An exact transcription of all the entries is needed; pictures stay out.
---------- Material provided ----------
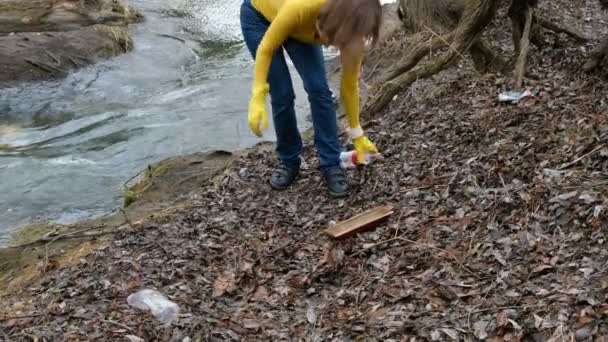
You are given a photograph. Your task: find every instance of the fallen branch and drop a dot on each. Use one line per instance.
(80, 234)
(559, 29)
(117, 324)
(4, 319)
(594, 151)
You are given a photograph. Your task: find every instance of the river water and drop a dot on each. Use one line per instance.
(68, 146)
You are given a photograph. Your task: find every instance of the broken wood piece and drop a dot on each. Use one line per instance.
(360, 223)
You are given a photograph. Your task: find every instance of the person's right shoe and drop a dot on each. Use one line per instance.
(283, 176)
(337, 182)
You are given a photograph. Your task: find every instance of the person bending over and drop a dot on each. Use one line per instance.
(301, 27)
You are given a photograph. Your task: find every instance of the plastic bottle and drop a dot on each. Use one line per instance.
(151, 300)
(349, 159)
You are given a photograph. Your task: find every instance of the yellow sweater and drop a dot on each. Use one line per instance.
(298, 19)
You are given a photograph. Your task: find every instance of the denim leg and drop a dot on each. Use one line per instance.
(282, 96)
(308, 60)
----------
(Result of this exercise)
You are given a photograph. Your task: find every instance of the fallen branch and drop a dot on each. Use one line per instance.
(80, 234)
(559, 29)
(117, 324)
(4, 319)
(594, 151)
You are given a photograph. Your task: find every instance of the river water and drop a dot on each. Use one line per instance.
(68, 146)
You are given a photograph. Your task: find every instance of the broken wood piece and drop a dot on each. Use one line per instance.
(360, 223)
You are given a photograph. Your task: find every instance of the person's right shoe and drop a dot on each. Use one line per instance.
(283, 176)
(337, 182)
You are given a photograph. Your task: find every instance of the person bending over and drop a dot on each. Use one line per instance.
(301, 27)
You are given a photograph. Your task: find every instance of the plastic bottle and drop a dot on each. Use one line per instance.
(151, 300)
(349, 159)
You are given a photograph. Your task: find every instance of the yellow sweater and drop a dot on each. Use one line per instance.
(298, 19)
You are given a photograph. Your task: find every instance of the denim leg and drop a dot on each. Use one line per instance.
(282, 96)
(308, 60)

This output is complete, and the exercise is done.